Position annotation records:
__________

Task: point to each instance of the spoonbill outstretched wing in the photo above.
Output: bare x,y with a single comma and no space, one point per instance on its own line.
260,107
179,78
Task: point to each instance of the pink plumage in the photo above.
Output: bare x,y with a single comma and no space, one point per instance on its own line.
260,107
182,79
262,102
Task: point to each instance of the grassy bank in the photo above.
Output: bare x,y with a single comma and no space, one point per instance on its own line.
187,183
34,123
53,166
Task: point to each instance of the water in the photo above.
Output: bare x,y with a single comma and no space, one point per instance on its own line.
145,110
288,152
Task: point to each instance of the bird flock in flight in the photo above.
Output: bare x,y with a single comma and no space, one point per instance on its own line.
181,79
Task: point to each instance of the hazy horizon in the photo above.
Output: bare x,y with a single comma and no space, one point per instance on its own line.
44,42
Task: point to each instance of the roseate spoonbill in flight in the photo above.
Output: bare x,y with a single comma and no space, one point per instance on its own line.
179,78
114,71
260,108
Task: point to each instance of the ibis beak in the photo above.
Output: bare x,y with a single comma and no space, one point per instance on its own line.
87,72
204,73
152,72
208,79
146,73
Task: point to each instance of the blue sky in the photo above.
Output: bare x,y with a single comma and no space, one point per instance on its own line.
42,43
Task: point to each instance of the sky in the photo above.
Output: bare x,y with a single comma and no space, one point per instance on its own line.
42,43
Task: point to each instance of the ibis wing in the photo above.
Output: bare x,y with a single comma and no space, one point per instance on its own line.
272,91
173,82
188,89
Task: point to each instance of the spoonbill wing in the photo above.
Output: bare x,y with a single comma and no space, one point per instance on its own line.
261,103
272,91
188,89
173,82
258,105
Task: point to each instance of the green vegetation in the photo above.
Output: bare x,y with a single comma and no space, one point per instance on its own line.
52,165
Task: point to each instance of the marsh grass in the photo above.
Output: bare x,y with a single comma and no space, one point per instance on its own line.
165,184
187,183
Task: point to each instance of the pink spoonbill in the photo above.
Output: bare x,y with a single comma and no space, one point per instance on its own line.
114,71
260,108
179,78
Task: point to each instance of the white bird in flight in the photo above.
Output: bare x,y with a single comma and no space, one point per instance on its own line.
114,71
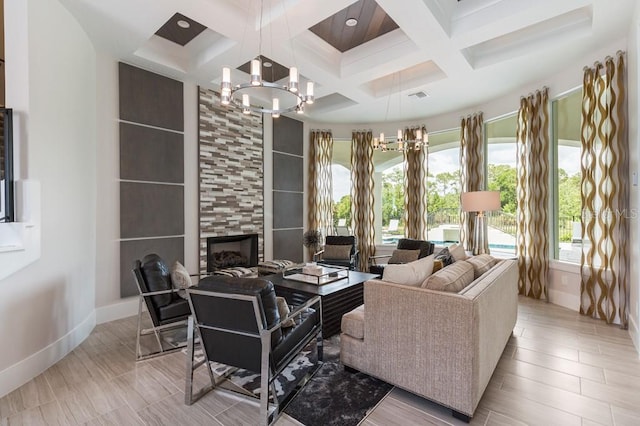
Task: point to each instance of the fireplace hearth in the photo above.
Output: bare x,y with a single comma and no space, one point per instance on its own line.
232,250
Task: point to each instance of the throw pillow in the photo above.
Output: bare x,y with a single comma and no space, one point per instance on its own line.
445,257
453,278
283,310
457,251
180,276
412,273
481,264
404,256
342,252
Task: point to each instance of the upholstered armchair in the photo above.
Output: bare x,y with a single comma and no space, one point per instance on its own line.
238,323
165,307
406,251
339,250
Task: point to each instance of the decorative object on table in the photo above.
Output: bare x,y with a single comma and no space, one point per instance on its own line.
480,202
312,240
316,274
339,250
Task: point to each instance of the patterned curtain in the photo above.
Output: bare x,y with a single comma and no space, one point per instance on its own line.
532,187
362,196
471,170
320,213
604,290
415,193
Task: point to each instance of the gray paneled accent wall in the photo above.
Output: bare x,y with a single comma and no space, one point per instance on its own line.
288,189
151,170
231,173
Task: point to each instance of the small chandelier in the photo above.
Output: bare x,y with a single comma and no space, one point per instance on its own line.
412,138
262,96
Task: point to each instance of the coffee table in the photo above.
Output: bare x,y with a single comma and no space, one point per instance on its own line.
338,297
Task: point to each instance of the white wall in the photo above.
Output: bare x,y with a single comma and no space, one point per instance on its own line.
47,308
633,58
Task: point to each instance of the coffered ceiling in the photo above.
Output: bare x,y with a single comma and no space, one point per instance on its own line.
403,60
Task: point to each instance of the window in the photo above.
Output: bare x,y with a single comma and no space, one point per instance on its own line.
443,187
388,190
501,175
566,113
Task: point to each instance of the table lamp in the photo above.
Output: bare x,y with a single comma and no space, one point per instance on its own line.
480,202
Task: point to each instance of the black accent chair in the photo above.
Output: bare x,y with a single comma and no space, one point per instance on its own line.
238,324
332,254
166,309
425,247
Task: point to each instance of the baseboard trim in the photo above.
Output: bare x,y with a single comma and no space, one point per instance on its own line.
634,332
118,310
22,372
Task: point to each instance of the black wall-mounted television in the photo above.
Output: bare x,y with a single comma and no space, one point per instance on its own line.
7,200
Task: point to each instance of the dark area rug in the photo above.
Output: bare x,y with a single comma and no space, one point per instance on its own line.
334,396
331,396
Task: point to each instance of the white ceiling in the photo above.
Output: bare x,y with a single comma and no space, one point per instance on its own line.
460,53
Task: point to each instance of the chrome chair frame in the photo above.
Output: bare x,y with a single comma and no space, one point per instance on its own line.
268,371
155,329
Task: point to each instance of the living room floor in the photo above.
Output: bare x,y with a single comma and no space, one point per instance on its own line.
559,367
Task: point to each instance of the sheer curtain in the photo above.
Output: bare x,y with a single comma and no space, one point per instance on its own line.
362,196
415,193
471,170
532,187
604,290
320,214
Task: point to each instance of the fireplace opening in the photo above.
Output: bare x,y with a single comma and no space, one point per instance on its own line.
232,251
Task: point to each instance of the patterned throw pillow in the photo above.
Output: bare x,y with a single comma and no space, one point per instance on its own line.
180,276
412,273
481,264
452,279
445,257
337,252
457,251
404,256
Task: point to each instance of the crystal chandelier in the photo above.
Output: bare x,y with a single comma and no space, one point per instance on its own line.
412,138
262,96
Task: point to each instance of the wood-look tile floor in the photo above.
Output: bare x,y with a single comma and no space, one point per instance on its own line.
559,368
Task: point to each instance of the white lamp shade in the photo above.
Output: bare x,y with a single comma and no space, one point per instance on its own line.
480,201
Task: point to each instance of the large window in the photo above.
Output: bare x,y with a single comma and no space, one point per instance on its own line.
388,190
443,187
501,176
566,240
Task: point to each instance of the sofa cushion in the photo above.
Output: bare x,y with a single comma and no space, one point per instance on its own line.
404,256
481,264
353,323
453,278
457,251
336,252
445,257
412,273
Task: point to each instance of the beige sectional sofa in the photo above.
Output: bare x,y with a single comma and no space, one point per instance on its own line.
443,346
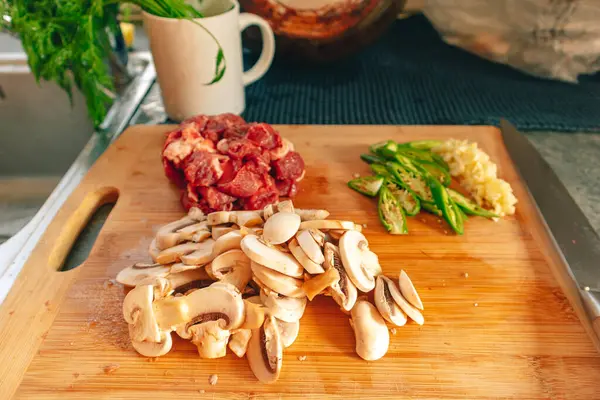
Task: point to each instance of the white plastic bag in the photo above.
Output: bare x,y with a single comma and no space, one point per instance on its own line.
557,39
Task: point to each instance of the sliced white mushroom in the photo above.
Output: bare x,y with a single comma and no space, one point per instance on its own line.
238,343
229,241
232,267
310,246
176,253
288,309
285,206
324,224
281,227
288,331
270,257
167,236
203,254
353,247
311,215
278,282
371,333
219,230
265,352
410,310
385,303
343,292
318,283
153,250
408,290
136,273
309,265
219,217
268,211
246,218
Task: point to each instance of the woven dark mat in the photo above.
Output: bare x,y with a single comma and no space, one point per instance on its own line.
410,76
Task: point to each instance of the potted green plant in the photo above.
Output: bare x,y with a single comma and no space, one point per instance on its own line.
69,41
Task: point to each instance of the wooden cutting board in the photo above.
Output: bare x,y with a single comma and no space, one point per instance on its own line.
511,329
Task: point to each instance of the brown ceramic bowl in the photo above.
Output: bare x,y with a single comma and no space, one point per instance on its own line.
322,30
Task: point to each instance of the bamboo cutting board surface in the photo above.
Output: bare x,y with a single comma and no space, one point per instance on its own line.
511,329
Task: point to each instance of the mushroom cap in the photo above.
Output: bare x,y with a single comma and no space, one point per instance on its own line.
270,257
281,227
352,246
133,274
309,265
310,246
288,309
278,282
233,267
288,331
385,303
265,352
201,255
343,292
371,333
408,290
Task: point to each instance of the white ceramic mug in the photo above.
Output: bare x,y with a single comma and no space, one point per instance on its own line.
185,54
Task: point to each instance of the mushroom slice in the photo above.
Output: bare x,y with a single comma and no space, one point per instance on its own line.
268,211
353,245
270,257
246,218
281,227
232,267
309,265
153,349
288,309
285,206
343,292
136,273
238,343
219,217
265,352
318,236
310,246
167,235
288,331
385,303
408,290
312,215
371,333
220,230
229,241
327,224
153,250
254,313
176,253
203,253
210,339
410,310
317,284
278,282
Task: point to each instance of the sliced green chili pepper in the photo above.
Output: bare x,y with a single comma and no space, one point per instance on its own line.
431,207
469,206
411,180
372,159
380,170
406,197
391,213
437,172
422,144
368,185
450,210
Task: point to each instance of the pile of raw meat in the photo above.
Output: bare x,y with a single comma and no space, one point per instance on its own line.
223,163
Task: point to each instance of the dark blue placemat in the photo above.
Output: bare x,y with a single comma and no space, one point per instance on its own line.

__________

Written task: From the line containing "Task: point to each instance of the mushroom slice" through the final line of the listing above, retype every line exactly; leave out everything else.

Solution for this exercise:
Task: point to each instance of the mushroom slice in the photo above.
Output: bare x,y with a single comma and no space, one point per instance on its own line.
268,211
353,245
270,257
246,218
281,227
232,267
309,265
153,349
288,309
285,206
343,292
136,273
238,343
219,217
265,352
318,236
310,246
167,235
288,331
385,303
408,290
312,215
371,333
220,230
229,241
327,224
153,250
254,313
176,253
203,253
210,339
410,310
317,284
278,282
Task: point to each instance of the sliced green chili pepper in the photo above.
Output: bare x,y with a single comma and no space, one point per instance on its own line.
431,207
469,206
411,180
372,159
380,170
406,197
391,213
437,172
422,144
368,185
450,210
Task: point to each instance of the pile of raw meat in the photo above.
Output: bare x,y with a single comma and no space, one point per instance on its own line.
223,163
Task: point to each instance of the dark blue placemat in the photo above.
Output: bare x,y with a single comma and no space, one point per instance on its own line.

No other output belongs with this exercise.